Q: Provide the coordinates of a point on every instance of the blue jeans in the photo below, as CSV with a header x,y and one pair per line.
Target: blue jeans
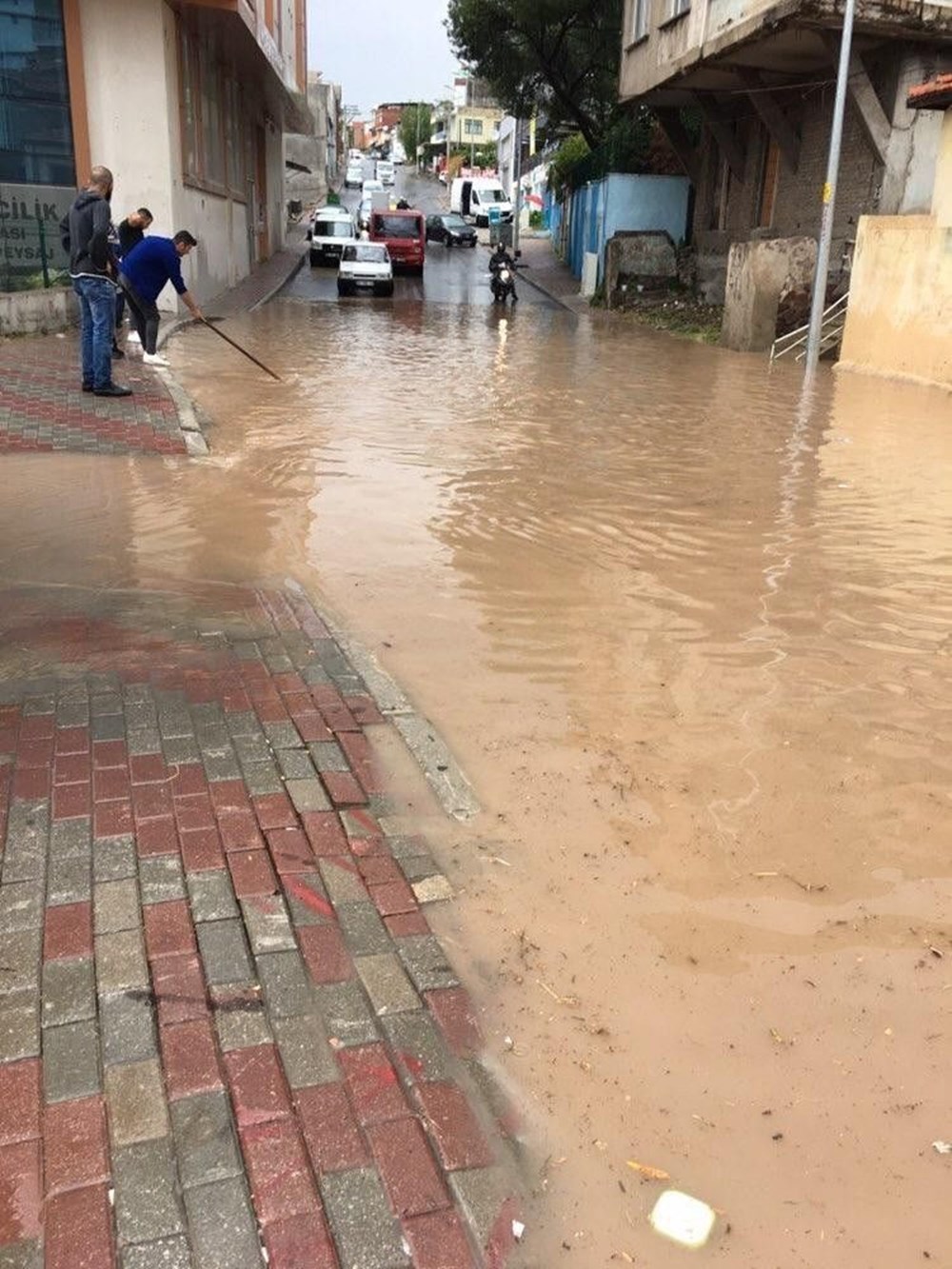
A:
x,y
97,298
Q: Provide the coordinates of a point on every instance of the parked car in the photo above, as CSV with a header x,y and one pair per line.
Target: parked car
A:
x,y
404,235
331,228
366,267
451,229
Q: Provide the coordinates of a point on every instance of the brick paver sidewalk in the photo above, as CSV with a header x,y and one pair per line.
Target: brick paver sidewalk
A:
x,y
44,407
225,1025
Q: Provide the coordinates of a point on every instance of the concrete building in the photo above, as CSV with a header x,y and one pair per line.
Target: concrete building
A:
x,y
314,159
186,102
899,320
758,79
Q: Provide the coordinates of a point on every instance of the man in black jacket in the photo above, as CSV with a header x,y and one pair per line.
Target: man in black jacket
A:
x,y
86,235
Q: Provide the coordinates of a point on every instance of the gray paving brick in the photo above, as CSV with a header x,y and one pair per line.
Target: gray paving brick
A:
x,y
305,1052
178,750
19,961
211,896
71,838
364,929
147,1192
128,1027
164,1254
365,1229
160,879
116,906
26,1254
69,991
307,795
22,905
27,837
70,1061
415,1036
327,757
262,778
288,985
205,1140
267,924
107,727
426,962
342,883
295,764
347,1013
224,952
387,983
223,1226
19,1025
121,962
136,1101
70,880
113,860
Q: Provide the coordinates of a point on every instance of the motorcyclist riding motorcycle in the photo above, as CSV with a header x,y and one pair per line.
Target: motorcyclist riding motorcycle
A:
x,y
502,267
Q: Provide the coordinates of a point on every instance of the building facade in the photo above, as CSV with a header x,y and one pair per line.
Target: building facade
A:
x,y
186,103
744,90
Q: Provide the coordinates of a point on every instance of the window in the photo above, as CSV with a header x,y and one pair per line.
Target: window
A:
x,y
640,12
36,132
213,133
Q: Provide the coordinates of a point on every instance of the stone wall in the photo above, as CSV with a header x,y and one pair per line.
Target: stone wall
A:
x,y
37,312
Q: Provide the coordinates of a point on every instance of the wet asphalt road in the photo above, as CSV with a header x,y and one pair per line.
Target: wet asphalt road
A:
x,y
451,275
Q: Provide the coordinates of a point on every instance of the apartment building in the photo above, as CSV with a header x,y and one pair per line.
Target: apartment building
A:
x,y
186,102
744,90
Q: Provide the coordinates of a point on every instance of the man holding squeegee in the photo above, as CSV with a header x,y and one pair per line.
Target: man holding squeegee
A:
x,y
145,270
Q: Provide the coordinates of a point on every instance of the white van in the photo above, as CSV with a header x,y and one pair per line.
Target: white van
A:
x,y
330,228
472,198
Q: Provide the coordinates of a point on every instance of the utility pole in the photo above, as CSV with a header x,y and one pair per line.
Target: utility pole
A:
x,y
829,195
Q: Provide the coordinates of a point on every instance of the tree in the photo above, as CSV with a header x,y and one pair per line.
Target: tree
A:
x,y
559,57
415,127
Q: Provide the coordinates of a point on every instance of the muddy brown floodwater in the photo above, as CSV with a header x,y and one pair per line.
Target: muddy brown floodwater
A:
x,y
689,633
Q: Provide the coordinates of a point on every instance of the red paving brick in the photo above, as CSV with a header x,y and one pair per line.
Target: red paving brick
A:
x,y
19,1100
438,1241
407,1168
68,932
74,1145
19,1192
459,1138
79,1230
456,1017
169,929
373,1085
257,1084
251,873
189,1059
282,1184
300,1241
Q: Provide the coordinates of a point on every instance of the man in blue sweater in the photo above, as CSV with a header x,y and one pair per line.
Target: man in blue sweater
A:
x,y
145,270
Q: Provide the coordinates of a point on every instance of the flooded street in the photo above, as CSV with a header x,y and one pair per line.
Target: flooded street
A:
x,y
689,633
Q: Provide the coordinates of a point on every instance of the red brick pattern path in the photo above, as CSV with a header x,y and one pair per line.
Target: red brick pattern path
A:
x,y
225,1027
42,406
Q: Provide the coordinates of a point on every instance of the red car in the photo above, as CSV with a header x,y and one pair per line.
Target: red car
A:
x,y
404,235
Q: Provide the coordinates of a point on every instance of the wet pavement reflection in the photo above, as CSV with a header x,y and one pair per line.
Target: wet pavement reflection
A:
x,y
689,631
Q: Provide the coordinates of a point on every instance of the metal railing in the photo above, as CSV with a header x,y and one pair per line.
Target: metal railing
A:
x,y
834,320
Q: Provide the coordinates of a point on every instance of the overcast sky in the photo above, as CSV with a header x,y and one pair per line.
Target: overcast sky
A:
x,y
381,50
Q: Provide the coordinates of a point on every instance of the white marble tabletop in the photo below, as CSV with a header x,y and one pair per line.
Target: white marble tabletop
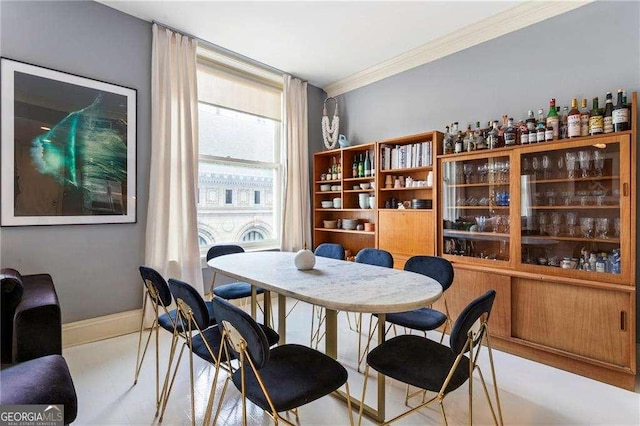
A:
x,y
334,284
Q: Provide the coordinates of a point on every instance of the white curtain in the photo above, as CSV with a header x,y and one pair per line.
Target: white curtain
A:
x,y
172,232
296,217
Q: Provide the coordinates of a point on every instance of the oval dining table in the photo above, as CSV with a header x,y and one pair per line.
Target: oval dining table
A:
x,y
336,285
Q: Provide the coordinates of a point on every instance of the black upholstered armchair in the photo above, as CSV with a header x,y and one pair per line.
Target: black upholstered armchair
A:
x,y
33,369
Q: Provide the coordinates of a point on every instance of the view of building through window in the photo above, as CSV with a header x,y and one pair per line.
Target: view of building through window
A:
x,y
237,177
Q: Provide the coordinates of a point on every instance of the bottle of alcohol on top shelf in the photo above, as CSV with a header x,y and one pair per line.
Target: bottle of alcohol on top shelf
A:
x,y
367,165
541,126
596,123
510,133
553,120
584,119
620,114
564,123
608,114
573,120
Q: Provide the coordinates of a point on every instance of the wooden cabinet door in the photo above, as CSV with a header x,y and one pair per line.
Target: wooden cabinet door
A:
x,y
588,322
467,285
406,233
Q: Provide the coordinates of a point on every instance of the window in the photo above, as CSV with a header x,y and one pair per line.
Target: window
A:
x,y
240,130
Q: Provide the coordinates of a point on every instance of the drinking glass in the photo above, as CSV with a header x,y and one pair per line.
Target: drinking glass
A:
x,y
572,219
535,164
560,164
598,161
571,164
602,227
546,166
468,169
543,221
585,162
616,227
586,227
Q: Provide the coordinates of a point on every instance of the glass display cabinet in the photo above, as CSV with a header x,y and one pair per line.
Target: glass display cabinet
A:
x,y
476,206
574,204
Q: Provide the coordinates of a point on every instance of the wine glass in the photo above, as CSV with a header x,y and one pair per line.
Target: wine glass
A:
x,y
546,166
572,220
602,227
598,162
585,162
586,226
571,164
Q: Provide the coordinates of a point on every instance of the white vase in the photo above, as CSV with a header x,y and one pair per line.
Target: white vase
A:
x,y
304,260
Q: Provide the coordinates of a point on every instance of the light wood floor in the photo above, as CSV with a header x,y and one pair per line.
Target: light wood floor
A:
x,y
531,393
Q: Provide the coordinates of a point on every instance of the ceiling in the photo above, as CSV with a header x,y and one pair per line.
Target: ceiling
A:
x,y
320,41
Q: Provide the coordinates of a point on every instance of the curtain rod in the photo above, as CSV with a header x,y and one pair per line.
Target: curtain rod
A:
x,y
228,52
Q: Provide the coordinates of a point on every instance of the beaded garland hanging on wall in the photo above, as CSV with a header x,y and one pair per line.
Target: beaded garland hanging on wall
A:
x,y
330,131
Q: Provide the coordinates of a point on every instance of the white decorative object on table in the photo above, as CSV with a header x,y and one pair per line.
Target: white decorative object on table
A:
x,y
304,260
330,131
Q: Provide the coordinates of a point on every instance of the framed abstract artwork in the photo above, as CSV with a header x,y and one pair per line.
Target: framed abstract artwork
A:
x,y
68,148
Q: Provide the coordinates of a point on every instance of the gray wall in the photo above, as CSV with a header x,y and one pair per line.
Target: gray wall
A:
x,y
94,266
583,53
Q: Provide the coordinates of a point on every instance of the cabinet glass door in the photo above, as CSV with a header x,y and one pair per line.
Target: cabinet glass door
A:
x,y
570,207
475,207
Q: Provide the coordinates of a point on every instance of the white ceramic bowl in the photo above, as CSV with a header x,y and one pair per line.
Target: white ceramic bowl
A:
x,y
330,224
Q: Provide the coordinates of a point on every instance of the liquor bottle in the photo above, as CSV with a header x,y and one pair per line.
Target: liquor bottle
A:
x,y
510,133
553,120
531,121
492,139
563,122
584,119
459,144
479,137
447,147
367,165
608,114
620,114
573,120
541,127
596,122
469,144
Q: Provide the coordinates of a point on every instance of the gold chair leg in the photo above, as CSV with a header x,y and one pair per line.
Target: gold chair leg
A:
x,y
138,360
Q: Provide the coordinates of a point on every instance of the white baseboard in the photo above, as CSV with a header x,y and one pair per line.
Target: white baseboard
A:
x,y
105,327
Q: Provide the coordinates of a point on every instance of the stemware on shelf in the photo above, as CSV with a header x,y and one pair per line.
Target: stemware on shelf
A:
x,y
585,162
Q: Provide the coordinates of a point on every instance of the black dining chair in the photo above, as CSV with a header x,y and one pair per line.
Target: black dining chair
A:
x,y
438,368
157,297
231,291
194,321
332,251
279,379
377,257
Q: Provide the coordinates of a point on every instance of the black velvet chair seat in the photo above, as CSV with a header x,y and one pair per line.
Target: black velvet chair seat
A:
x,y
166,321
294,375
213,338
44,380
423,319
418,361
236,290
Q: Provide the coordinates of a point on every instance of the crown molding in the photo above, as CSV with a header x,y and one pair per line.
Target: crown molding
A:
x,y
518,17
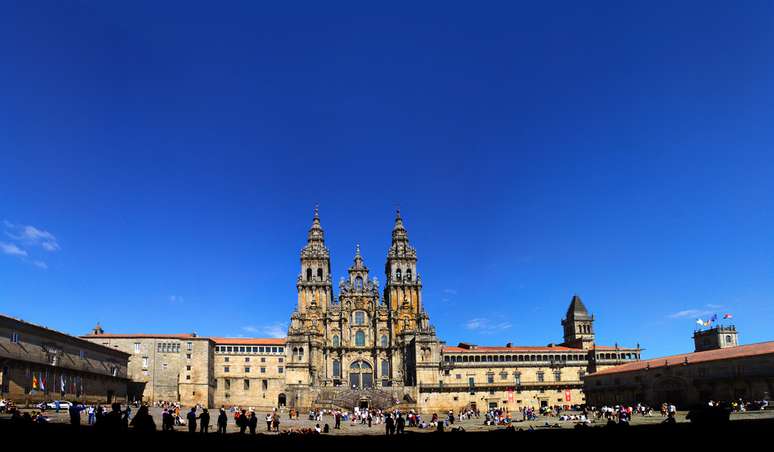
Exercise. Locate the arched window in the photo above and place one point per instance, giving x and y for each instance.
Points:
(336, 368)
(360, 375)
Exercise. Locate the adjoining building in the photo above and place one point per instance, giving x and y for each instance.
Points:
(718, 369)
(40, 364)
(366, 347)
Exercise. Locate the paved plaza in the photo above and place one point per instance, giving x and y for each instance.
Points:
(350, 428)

----------

■ **WHAT IS BEING ASKED**: Starting at the line that contains "the black velvet", extract each line through the last line of the material exactly as written, and include no pictures.

■ **FINISHED TASK**:
Q: Provide the coordinates of a point on every instance of the black velvet chair seat in the photo above, as CSV with a header x,y and one pair per line.
Target: black velvet chair seat
A:
x,y
166,321
294,375
213,338
44,380
423,319
418,361
236,290
Q: Provide the coordinates of a point on every instance of the crown molding in the photo above, as CSV with a header x,y and one pair per line.
Target: crown molding
A:
x,y
518,17
Exercise. Locate the arched window in the photo above and place one point per instance, giving x and y for each instance.
Points:
(336, 368)
(360, 375)
Exercise. Locate the adjoining building in the photo above and place one point per instance, giving x and y for each instance.
Points:
(718, 369)
(40, 364)
(366, 347)
Exercise. Locate the paved plaza in the photo above and place one point per instance, giving x and y for each instance.
Points:
(350, 428)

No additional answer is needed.